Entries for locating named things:
** start **
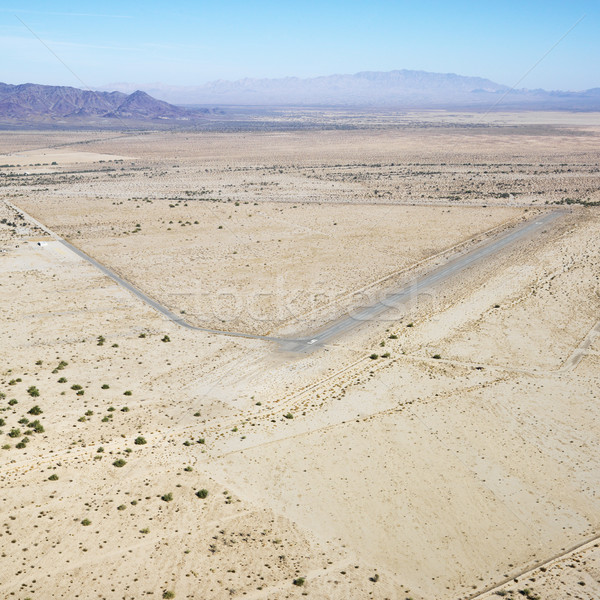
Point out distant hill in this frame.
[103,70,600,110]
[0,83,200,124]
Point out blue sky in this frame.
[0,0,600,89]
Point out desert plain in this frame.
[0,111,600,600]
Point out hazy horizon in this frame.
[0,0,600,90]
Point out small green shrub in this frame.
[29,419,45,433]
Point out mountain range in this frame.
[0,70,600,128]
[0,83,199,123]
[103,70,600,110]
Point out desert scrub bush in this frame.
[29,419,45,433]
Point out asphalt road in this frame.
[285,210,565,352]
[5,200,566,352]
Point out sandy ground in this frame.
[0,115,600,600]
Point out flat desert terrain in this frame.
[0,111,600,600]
** end **
** start **
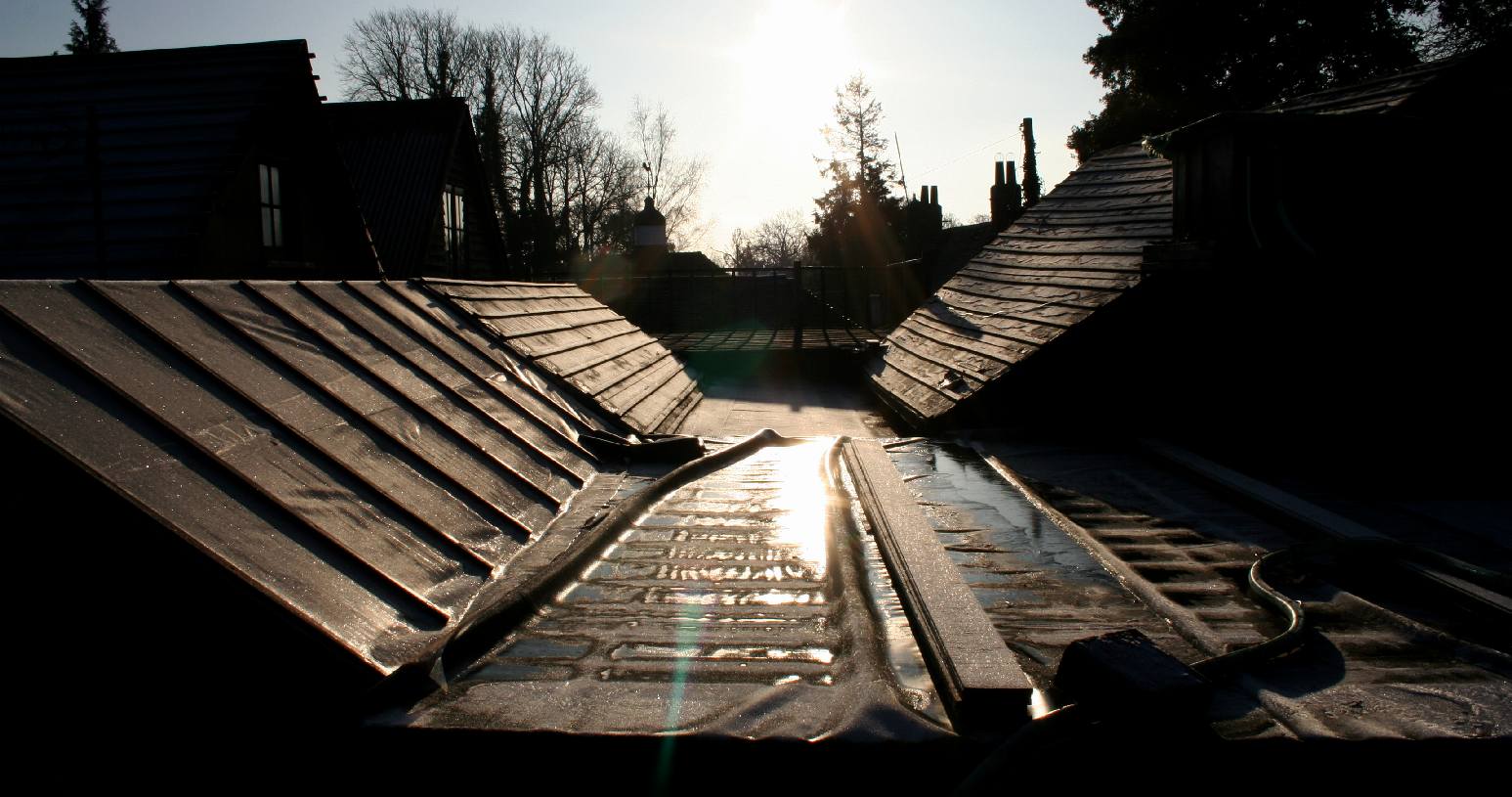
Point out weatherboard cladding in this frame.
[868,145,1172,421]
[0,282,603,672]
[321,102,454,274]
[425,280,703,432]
** end **
» Work to do: Can you output every line from the one containing "Point out desert plain in this frame." down to the one containing "[0,115,600,600]", both included, copied verbatim and with nothing else?

» Result of this task:
Point out desert plain in this frame.
[0,111,600,600]
Point out hazy horizon in this frame.
[0,0,600,90]
Point out small green shrub in this frame.
[29,419,45,433]
Point out mountain range in this frame.
[0,70,600,128]
[0,83,199,123]
[103,70,600,110]
Point out desert scrub bush in this frame.
[29,419,45,433]
Point out asphalt road in this frame.
[285,210,565,352]
[5,200,566,352]
Point out sandy ground in this frame.
[0,115,600,600]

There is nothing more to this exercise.